◆ **The problem**:
Copy out every line holding the string "clicks" from the records below.

◆ **Data for review**:
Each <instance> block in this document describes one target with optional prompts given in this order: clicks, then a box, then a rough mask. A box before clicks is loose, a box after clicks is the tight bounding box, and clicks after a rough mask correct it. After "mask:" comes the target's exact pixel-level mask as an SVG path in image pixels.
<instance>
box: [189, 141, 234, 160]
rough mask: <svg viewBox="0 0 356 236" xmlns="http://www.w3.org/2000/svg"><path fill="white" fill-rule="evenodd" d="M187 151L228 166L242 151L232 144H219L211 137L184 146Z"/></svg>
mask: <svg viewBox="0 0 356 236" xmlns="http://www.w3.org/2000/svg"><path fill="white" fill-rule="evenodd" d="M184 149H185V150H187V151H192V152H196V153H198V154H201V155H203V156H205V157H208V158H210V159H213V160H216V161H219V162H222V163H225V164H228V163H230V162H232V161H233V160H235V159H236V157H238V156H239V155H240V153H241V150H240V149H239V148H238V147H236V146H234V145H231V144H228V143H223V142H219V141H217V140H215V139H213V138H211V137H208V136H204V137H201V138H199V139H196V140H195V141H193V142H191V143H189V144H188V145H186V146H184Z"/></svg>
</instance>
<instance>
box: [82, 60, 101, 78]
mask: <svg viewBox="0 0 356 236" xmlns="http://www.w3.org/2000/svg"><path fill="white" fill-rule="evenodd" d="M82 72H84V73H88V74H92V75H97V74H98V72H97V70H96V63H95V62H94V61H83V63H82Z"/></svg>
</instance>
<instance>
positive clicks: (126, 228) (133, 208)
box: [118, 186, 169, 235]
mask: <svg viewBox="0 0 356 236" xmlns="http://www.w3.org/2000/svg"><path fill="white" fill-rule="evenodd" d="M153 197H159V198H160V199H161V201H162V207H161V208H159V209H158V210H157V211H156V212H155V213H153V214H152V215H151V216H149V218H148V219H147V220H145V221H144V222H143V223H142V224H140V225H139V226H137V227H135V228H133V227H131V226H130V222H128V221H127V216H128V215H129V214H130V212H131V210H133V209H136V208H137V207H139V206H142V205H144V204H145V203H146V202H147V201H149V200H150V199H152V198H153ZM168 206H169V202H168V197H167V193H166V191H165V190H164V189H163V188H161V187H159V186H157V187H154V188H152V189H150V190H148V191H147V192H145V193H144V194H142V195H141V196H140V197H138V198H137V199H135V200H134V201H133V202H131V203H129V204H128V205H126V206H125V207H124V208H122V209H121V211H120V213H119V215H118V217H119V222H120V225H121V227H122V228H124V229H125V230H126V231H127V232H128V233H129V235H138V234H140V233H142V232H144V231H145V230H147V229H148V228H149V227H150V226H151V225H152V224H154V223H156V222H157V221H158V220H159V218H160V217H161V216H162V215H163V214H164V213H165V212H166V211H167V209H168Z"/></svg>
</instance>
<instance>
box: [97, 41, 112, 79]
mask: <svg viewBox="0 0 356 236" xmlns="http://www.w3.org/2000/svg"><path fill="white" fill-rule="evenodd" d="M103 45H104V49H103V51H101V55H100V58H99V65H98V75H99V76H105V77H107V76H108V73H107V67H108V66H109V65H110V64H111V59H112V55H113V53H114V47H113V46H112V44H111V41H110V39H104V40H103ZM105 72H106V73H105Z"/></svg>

◆ **Output for this exercise**:
Each <instance> block in this document describes one target with optional prompts given in this order: clicks, then a box, then a rough mask. A box before clicks is loose, a box after clicks is the tight bounding box, and clicks after a rough mask correct it. After "mask:" comes the target's exact pixel-level mask as an SVG path in image pixels.
positive clicks: (126, 228) (133, 208)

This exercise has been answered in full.